Assignment -
Your task is to copy every line of the records below that contains "wire".

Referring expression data
··········
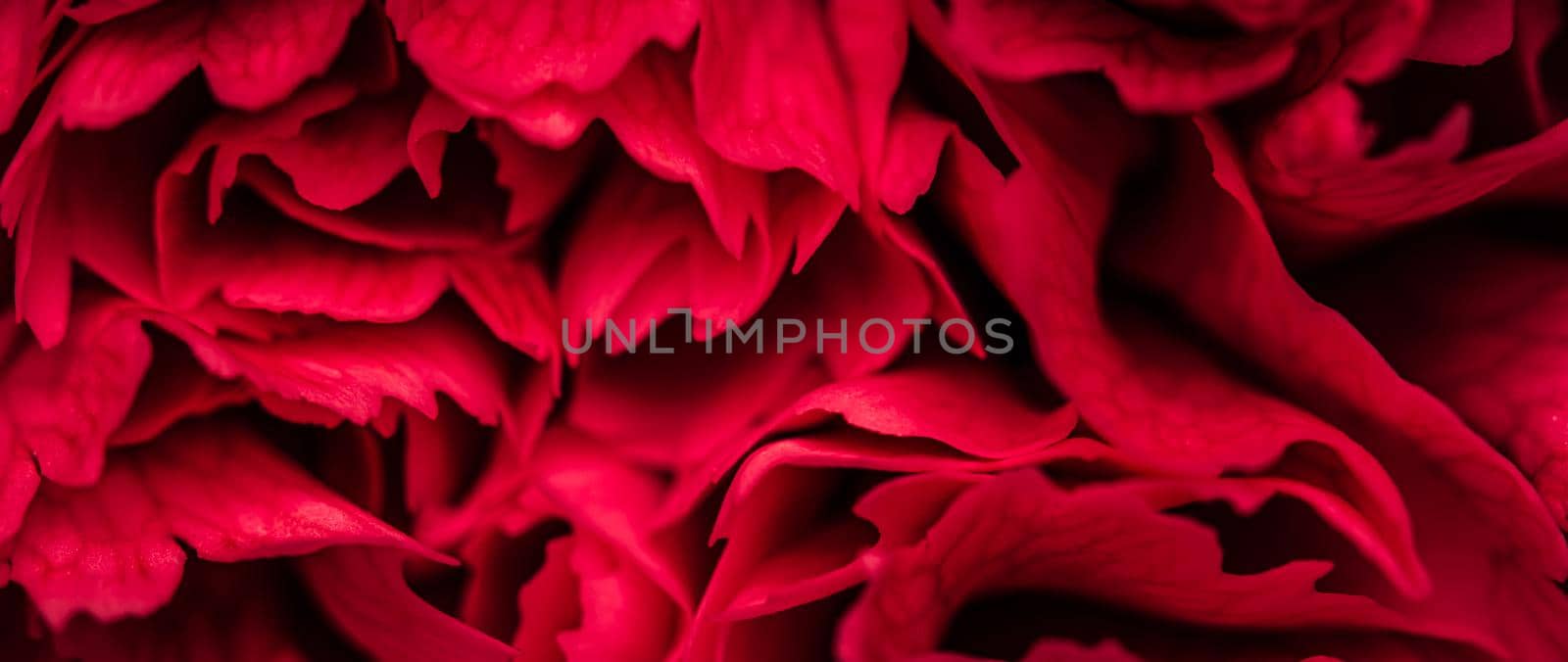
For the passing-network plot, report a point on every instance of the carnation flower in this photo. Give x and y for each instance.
(671, 330)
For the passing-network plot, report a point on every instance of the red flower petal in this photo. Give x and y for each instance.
(1471, 320)
(27, 25)
(365, 591)
(110, 549)
(496, 52)
(1018, 532)
(767, 93)
(1324, 195)
(352, 367)
(1454, 484)
(253, 54)
(63, 403)
(1152, 68)
(1466, 31)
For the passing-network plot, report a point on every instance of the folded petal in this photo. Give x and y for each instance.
(1018, 532)
(110, 549)
(767, 93)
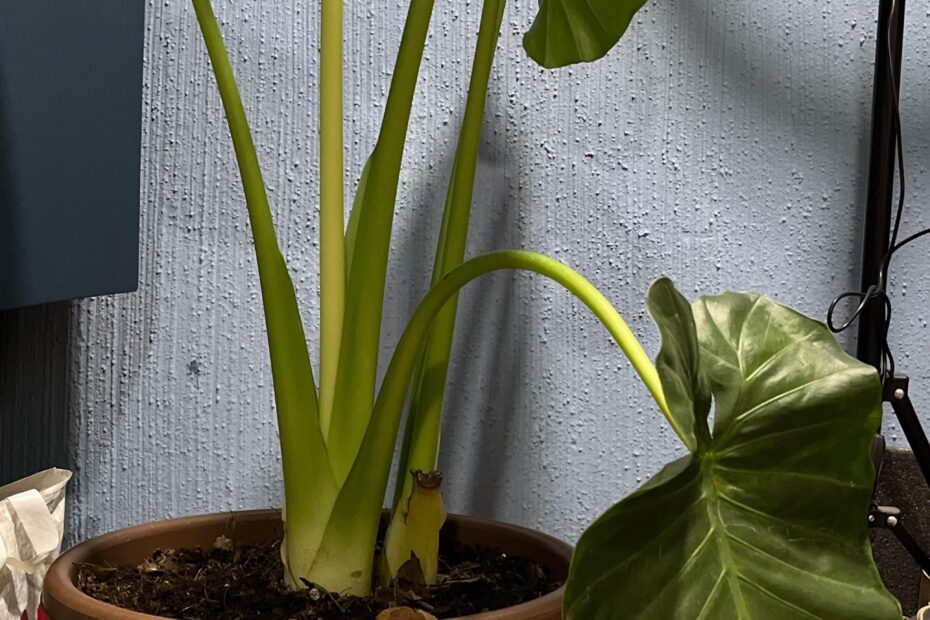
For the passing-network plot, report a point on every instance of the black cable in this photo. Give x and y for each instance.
(879, 291)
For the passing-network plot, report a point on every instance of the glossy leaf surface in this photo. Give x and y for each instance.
(567, 32)
(766, 518)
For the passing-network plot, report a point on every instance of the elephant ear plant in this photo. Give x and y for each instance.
(337, 442)
(765, 516)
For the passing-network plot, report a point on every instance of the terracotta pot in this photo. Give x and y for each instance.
(63, 601)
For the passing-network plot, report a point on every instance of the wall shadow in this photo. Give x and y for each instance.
(35, 389)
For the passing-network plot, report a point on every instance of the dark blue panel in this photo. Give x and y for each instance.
(70, 122)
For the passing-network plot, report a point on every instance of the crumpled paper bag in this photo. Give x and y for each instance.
(31, 526)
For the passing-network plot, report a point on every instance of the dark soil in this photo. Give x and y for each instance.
(247, 582)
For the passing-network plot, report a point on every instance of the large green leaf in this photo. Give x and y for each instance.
(767, 518)
(567, 32)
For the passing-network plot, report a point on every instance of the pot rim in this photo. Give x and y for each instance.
(60, 592)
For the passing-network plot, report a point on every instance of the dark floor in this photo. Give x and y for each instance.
(901, 485)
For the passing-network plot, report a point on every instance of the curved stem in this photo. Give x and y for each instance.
(421, 435)
(352, 530)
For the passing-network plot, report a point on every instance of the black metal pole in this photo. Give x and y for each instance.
(880, 193)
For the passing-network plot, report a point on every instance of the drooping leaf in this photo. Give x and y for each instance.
(567, 32)
(687, 394)
(768, 519)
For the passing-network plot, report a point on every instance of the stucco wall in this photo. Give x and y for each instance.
(722, 144)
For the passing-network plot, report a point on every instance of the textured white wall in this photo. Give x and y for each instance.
(722, 144)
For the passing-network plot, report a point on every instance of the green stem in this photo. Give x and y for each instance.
(352, 530)
(332, 222)
(309, 486)
(424, 420)
(358, 359)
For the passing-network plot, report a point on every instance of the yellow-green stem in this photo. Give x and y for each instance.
(332, 221)
(424, 421)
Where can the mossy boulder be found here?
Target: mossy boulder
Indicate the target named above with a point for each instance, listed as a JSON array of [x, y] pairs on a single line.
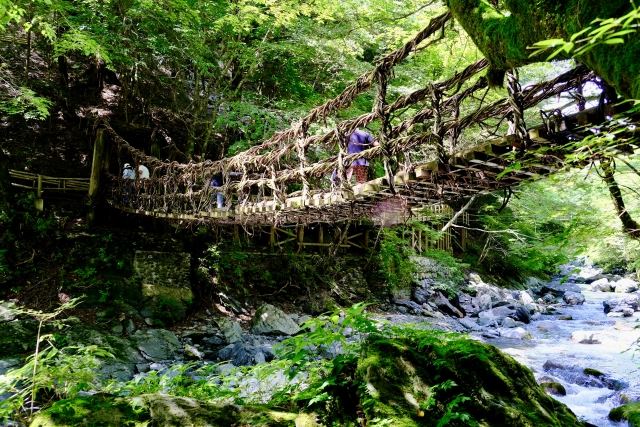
[[554, 388], [629, 412], [162, 410], [431, 377]]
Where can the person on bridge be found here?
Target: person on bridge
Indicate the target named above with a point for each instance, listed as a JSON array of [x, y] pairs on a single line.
[[359, 141], [143, 172], [216, 182], [127, 172]]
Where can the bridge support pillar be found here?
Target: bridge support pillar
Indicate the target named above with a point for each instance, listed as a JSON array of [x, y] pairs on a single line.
[[39, 202], [97, 166]]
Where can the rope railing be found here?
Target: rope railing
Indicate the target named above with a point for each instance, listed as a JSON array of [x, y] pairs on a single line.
[[279, 169]]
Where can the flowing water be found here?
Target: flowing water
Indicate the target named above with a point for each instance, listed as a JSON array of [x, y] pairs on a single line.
[[613, 353]]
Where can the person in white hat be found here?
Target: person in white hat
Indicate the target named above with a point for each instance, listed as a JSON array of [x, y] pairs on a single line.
[[127, 172]]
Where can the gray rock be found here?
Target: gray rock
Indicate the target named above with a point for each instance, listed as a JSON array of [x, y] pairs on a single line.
[[524, 297], [626, 285], [248, 351], [129, 327], [601, 285], [504, 311], [585, 337], [508, 322], [157, 344], [488, 318], [585, 377], [410, 307], [445, 306], [573, 298], [559, 289], [515, 333], [192, 352], [522, 314], [631, 301], [554, 388], [466, 302], [470, 324], [231, 330], [270, 320]]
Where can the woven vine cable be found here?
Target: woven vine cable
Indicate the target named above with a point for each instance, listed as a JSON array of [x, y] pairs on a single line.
[[380, 110], [302, 161], [515, 104], [438, 130]]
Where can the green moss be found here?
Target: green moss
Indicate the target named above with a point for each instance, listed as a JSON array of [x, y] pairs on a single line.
[[629, 412], [92, 411], [554, 388], [593, 372], [504, 35], [158, 409], [428, 377]]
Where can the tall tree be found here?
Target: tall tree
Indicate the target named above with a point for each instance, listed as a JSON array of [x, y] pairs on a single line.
[[504, 29]]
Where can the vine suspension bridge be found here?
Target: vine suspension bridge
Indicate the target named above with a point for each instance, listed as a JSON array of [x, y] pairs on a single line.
[[426, 144]]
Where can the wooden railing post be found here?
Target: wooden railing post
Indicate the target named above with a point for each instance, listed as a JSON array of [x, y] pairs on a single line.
[[96, 172], [39, 202]]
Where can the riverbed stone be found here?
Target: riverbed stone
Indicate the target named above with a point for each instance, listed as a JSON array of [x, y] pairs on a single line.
[[585, 337], [625, 285], [165, 280], [470, 324], [508, 322], [231, 330], [517, 333], [250, 350], [601, 285], [157, 344], [554, 388], [445, 306], [270, 320], [573, 298], [631, 301]]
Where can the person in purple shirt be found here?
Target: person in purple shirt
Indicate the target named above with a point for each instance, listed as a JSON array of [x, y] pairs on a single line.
[[359, 141]]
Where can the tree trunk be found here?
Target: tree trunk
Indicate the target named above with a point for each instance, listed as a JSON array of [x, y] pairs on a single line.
[[629, 226], [504, 34]]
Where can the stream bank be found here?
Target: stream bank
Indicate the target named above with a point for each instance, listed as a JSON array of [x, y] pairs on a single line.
[[245, 358]]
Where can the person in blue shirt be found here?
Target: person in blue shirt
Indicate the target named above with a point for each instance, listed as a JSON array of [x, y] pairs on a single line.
[[359, 141]]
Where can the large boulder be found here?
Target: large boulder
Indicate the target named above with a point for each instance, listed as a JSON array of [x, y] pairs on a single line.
[[629, 301], [626, 285], [629, 412], [270, 320], [250, 350], [166, 284], [231, 330], [397, 378], [601, 285], [445, 306], [157, 344], [586, 377], [573, 298]]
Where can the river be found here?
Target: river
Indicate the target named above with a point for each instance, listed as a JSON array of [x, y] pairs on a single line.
[[613, 352]]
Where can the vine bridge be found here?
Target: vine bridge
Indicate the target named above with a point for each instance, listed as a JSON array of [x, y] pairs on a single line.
[[428, 146]]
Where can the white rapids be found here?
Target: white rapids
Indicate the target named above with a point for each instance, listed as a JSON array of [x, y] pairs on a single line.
[[614, 351]]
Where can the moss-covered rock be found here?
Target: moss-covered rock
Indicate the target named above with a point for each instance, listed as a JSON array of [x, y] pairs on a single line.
[[432, 377], [629, 412], [554, 388], [162, 410]]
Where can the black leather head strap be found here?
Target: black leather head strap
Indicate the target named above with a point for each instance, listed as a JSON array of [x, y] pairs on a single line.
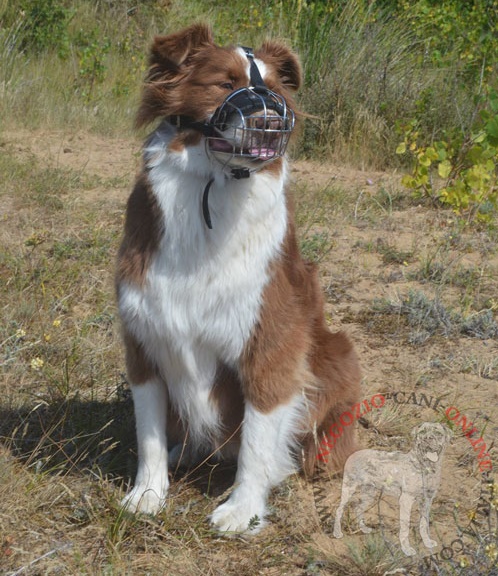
[[256, 78]]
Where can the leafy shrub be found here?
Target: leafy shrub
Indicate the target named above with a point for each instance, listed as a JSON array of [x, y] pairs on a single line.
[[462, 171]]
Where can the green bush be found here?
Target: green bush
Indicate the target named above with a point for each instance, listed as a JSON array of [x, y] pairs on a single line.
[[460, 171], [46, 26]]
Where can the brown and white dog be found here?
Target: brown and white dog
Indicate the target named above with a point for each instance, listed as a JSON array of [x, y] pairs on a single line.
[[227, 349]]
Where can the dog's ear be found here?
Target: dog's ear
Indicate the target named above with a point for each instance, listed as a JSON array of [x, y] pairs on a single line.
[[169, 53], [285, 62], [169, 61]]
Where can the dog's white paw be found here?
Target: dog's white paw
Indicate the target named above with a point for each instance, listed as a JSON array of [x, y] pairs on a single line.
[[145, 499], [236, 515]]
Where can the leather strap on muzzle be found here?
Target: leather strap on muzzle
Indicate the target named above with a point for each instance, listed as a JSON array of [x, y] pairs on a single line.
[[256, 78]]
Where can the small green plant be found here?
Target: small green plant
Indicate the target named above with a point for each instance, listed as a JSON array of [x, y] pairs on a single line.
[[460, 172], [92, 65], [46, 26]]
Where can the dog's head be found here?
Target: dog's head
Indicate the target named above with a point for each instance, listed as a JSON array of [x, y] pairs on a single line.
[[431, 439], [239, 101]]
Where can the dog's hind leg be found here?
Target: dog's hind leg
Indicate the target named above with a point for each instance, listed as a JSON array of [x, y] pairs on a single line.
[[368, 496], [405, 508], [424, 504], [348, 489]]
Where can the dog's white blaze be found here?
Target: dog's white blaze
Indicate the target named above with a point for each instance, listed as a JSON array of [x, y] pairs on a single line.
[[259, 466], [203, 291]]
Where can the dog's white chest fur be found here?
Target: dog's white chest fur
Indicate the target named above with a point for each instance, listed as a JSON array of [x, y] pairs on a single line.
[[203, 291]]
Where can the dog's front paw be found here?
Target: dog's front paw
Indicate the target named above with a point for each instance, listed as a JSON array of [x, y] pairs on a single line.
[[239, 515], [144, 499]]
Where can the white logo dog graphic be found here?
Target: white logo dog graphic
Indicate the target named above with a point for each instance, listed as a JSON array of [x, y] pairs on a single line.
[[412, 476]]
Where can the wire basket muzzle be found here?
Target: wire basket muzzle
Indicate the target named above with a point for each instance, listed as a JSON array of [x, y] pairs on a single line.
[[251, 128]]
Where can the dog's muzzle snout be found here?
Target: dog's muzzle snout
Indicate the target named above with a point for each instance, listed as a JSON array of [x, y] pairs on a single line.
[[250, 128]]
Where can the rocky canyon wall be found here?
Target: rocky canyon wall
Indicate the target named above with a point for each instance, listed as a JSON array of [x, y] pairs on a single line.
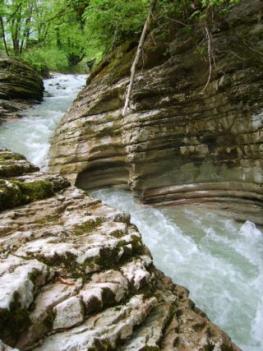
··········
Solved problem -
Where can the wire basket muzzle be found here?
Target: wire basket muzzle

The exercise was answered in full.